- [Extrait retenu]:

La paix est donc possible mais il faut la vouloir, « et si la paix est possible, elle est objet de devoir » (1973).
Mais est-elle un « pur équilibre » ? Peut-elle être le fruit de la crainte ? Non, elle ne peut être imposée par la force, elle ne se construit pas sur le mensonge, ni sur la tyrannie, ni par la violence (1971). Elle ne peut même pas se confondre avec « des moments de tranquillité », une trêve, un armistice. (1973) Elle n’est ni faiblesse, ni renonciation au droit et à la justice, ni « fuite du risque et du sacrifice », ni résignation (1974) elle ne se construit pas sur la méfiance, la défiance (1975).
La paix est un idéal qui ne se confond pas non plus avec le pacifisme[5]. Alors, quelle est la vraie nature de la paix et comme se construit-elle ?
Comme Jean XXIII l’a proclamé à la suite de Pie XII, elle repose sur les quatre fameux piliers : la vérité, la justice, la liberté, l’amour, « les plus hautes et universelles valeurs de la vie », autour desquelles, désormais, toute la réflexion de l’Église va s’organiser. (1968)
Certes, il faut travailler au désarmement, un désarmement « commun et général pour ne pas constituer une erreur impardonnable, conséquence d’un optimisme impossible et d’une naïveté aveugle, tentation pour la violence d’autrui » (1976) La formule « Si tu veux la paix, prépare la guerre » « n’est pas admissible sans des réserves radicales ». Car la course aux armements entraîne une « dépense incalculable de moyens économiques et d’énergies humaines […] au détriment du budget des écoles, de la culture, de l’agriculture, de la santé, de la vie sociale » (1977). Et il est regrettable que certains pays en voie de développement considèrent qu’il faut privilégier l’armement : « d’abord l’épée ; ensuite la charrue » (1973)
Il est nécessaire d’aller plus loin car elle ne se confond pas simplement avec, l’« inertie » ou l’ « apathie » d’hommes sans armes (1977), elle n’est pas « immobilisme » mais « dynamisme » (1972)[6] puisqu’elle est le principe et la fin du « développement normal et progressif de la société humaine » (1970). Elle doit être « active et progressive » (1973), elle doit être « faite », « continuellement engendrée et produite » de génération en génération (1975). Elle doit être « rationnelle et non passionnelle, magnanime et non égoïste » (1973)
La paix est sécurité et ordre, cause et effet du droit. La paix est donc un devoir pour tous les hommes, un devoir moral, universel et perpétuel, social et personnel dans la mesure où les conflits naissent de « carences de l’âme humaine » (1969), de nos égoïsmes (1970).

- [Données fournies]:
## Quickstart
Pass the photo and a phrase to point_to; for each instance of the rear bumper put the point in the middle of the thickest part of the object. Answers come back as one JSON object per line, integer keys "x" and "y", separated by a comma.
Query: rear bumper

- [Série de tâches]:
a: D'après l'extrait sur la paix, quels sont les quatre piliers sur lesquels repose la paix ?
b: Recopier à l'identique le passage de l'extrait sur la paix qui commence par « Mais est-elle un » et se poursuit jusqu'à « la défiance (1975). ».
La liste constitue un matériau distinct de l'extrait sur la paix.

- [Réponses]:
a: La vérité, la justice, la liberté et l'amour.

b:
Mais est-elle un « pur équilibre » ? Peut-elle être le fruit de la crainte ? Non, elle ne peut être imposée par la force, elle ne se construit pas sur le mensonge, ni sur la tyrannie, ni par la violence (1971). Elle ne peut même pas se confondre avec « des moments de tranquillité », une trêve, un armistice. (1973) Elle n’est ni faiblesse, ni renonciation au droit et à la justice, ni « fuite du risque et du sacrifice », ni résignation (1974) elle ne se construit pas sur la méfiance, la défiance (1975).